- **PROBLEMS AND TASKS**
1. In the passage on progressive prosecutors, which oversight group found that crimes on Rollins' "do not prosecute list" were still being prosecuted?
2. Copy word for word the part of the passage on progressive prosecutors starting with "The progressive prosecutor" and going on through "era as historic.".

— start of GIVEN PASSAGE —

Rollins continued to push through her agenda, despite the blowback. Last month, her office won a preliminary injunction against US Immigrations and Custom Enforcement (Ice) blocking immigration arrests at state courthouses.

She has, though, come under criticism from advocates. In March, CourtWatch MA, an oversight group, found many of the crimes from Rollins’ “do not prosecute list” were still being prosecuted within her first 100 days in office, but just in different ways. Rollins acknowledged the process had been slow.

The criticism highlighted the political reality for insurgent candidates elected to office on promises to undo policies crafted over decades. Three years ago, Kim Ogg became the first Democrat elected district attorney in Harris county – which includes Houston – in nearly 40 years on a progressive platform. Heading into her 2020 re-election campaign, she faces a challenger from her left – democratic socialist Audia Jones – who says she has failed to fulfill her promises.

The stakes are high for the movement because voters newly interested in these races expect results quickly, said David Alan Sklansky, a Stanford law professor who studies district attorneys.

Falling crime rates in a number of urban areas in recent years have been important in making this movement politically possible, Sklansky added.

Still, the movement itself – despite the resistance it has faced in nearly every place where a progressive has won office – is ultimately a response to the will of voters who want to see reform, said Marisa Maleck, a lawyer and conservative legal commentator who clerked for the supreme court justice Clarence Thomas in 2015.

“The tough-on-crime approach works to put people away,” said Maleck, who identifies as Libertarian. “But, in these races, voters clearly are saying that’s not working.”

Future for movement?

Since before Trump was elected, conservative organizations in Washington, like the Judicial Crisis Network and the Federalist Society, have methodically guided the president to their preferred judicial picks to both federal courts and to the supreme court.

The moves have demoralized Democratic voters who see the long-lasting consequences of these choices. Republican-led state houses have pushed through a slew of anti-abortion laws emboldened by the right’s hold on the nation’s top court.

The battlefield for progressives has, thus, shifted from the sSupreme court to the prosecutor’s office.

“Our supreme court is gone as an agent of good in seeking justice,” said Krasner, who argues that winning more and more prosecutor’s offices is critical to long-lasting reform.

The progressive prosecutor movement is still in its nascent phase, Krasner and others interviewed agreed. But Sklansky, the Stanford law professor, still counts this era as historic.

“I can’t think of another moment where there was as broad a movement nationwide to moderate criminal justice policies,” he said. “The fact that dystopian rhetoric from its opponents hasn’t stalled this movement is some sign that it’s durable.”

— end of GIVEN PASSAGE —
— start of EXTRACTED INFORMATION —

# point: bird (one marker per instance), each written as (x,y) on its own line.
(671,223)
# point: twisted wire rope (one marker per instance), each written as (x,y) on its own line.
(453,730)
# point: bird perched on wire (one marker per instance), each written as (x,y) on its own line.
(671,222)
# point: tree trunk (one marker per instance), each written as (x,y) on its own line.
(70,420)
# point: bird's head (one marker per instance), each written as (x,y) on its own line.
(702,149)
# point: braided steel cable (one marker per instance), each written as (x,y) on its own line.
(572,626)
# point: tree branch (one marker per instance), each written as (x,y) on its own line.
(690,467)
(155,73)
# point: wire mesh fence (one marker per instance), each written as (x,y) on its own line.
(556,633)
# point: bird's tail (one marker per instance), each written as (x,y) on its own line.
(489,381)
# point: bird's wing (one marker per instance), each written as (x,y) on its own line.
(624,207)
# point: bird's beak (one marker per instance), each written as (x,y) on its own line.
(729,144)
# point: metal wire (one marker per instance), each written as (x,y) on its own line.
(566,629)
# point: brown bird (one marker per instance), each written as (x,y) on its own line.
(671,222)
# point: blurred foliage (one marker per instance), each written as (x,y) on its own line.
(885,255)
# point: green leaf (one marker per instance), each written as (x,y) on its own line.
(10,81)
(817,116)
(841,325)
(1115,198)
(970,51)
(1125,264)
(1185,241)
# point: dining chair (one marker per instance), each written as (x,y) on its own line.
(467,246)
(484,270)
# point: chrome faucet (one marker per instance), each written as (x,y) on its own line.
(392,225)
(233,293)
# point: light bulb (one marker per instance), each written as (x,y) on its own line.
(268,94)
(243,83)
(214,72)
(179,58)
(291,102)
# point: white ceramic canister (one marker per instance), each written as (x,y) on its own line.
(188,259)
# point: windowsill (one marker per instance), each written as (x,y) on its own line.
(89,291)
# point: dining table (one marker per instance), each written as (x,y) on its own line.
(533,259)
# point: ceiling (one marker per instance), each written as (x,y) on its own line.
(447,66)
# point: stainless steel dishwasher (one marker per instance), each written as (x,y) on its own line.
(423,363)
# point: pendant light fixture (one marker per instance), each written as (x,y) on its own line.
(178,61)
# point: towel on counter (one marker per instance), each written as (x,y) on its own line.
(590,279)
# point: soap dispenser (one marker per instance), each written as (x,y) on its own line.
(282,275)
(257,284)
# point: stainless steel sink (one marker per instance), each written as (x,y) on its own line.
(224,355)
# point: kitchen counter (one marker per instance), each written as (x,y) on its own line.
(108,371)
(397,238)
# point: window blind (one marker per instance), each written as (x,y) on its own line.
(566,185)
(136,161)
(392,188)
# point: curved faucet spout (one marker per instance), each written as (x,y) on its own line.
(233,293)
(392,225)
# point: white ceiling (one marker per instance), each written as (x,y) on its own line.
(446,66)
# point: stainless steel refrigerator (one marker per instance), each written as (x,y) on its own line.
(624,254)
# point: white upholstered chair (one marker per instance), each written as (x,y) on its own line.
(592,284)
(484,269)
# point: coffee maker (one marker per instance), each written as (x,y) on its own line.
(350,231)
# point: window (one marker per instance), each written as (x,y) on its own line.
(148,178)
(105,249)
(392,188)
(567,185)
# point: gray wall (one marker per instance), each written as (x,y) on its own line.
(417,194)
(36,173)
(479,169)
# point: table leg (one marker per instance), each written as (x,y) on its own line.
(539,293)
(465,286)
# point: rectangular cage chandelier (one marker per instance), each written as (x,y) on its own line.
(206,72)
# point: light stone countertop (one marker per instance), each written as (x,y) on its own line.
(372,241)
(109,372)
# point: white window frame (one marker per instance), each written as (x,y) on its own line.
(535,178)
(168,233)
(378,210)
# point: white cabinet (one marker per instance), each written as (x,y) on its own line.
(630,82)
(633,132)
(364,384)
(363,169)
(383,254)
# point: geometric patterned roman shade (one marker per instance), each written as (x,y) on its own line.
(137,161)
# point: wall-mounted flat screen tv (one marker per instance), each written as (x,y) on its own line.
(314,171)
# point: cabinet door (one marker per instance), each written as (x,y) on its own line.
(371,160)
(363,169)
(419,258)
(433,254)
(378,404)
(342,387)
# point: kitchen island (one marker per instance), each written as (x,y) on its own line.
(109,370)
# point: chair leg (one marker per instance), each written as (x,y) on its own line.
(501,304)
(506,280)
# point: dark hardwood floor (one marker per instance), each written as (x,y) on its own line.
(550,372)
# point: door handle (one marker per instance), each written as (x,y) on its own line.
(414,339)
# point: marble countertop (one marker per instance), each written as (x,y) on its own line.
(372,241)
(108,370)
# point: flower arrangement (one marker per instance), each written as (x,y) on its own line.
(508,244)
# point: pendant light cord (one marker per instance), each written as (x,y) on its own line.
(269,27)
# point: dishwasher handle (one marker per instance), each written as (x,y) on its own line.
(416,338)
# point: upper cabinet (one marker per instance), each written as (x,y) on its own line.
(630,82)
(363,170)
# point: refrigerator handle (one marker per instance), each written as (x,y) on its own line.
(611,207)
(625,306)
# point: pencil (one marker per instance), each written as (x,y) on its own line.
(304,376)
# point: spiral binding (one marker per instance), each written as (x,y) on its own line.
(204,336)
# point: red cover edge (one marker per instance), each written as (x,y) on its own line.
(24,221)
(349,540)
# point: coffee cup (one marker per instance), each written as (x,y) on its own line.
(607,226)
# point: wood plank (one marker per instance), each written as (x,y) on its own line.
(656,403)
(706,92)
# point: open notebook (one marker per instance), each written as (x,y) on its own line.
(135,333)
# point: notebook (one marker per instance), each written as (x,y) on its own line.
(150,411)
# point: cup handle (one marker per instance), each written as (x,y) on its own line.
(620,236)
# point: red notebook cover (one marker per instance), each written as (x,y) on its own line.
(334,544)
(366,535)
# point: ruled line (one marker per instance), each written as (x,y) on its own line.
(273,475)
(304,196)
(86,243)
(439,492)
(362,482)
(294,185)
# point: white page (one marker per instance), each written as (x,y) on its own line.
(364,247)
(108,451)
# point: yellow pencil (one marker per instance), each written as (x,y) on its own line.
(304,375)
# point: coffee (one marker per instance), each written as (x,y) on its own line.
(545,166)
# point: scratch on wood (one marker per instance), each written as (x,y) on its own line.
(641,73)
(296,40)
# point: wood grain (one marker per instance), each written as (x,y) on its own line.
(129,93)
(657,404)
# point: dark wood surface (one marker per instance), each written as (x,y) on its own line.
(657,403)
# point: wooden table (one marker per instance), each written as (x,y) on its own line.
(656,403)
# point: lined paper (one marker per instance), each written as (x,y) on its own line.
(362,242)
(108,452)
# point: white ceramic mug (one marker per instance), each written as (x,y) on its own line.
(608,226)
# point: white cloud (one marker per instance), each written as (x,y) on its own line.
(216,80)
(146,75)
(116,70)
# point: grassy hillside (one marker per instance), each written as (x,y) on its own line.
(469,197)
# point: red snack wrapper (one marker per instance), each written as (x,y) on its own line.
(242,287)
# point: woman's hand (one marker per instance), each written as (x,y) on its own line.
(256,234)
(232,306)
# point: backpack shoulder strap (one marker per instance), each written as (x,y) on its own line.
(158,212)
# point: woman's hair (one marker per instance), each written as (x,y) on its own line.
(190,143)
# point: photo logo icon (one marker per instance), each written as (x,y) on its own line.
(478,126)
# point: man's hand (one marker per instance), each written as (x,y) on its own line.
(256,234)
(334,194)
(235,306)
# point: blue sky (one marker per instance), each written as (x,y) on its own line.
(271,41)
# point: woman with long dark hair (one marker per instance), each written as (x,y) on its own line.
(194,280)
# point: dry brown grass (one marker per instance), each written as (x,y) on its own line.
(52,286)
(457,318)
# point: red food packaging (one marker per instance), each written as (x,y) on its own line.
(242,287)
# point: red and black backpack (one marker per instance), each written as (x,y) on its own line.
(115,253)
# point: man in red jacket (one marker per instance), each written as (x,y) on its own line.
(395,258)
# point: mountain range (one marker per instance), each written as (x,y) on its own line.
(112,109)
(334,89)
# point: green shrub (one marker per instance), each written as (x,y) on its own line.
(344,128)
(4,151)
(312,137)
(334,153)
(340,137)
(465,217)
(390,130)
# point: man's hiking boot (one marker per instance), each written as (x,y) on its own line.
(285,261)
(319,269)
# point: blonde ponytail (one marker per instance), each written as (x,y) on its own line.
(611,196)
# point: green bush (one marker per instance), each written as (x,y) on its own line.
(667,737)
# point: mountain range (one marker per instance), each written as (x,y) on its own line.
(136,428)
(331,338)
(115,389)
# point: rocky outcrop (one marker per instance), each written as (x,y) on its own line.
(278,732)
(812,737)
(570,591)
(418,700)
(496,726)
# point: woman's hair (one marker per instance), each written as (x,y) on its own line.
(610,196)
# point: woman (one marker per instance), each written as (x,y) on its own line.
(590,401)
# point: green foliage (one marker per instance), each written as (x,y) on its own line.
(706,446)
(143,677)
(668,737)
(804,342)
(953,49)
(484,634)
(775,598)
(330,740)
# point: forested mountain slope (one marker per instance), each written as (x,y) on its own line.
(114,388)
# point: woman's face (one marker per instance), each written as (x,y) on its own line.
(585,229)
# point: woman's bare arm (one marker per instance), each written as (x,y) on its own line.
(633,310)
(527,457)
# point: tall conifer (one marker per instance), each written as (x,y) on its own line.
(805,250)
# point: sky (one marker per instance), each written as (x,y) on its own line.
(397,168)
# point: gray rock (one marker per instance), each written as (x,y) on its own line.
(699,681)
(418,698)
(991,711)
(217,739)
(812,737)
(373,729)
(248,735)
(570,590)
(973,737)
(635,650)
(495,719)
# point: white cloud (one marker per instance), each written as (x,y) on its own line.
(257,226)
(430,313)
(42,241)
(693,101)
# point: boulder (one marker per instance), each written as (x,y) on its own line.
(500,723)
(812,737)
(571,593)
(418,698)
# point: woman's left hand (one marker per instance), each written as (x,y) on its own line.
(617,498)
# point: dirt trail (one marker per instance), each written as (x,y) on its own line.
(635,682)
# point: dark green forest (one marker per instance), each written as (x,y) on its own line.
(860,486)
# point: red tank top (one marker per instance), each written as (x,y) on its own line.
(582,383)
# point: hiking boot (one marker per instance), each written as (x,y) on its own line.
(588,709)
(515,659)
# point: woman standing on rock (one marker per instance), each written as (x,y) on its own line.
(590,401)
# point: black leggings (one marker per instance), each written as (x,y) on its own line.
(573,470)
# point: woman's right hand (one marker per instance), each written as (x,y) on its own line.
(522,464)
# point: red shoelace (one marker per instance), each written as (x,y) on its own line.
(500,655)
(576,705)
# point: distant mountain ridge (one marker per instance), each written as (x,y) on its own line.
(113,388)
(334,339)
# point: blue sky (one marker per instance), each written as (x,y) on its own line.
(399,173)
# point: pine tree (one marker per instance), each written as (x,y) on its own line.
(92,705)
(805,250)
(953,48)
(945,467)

— end of EXTRACTED INFORMATION —

- **SOLUTIONS BY TASK**
1. CourtWatch MA

2.
The progressive prosecutor movement is still in its nascent phase, Krasner and others interviewed agreed. But Sklansky, the Stanford law professor, still counts this era as historic.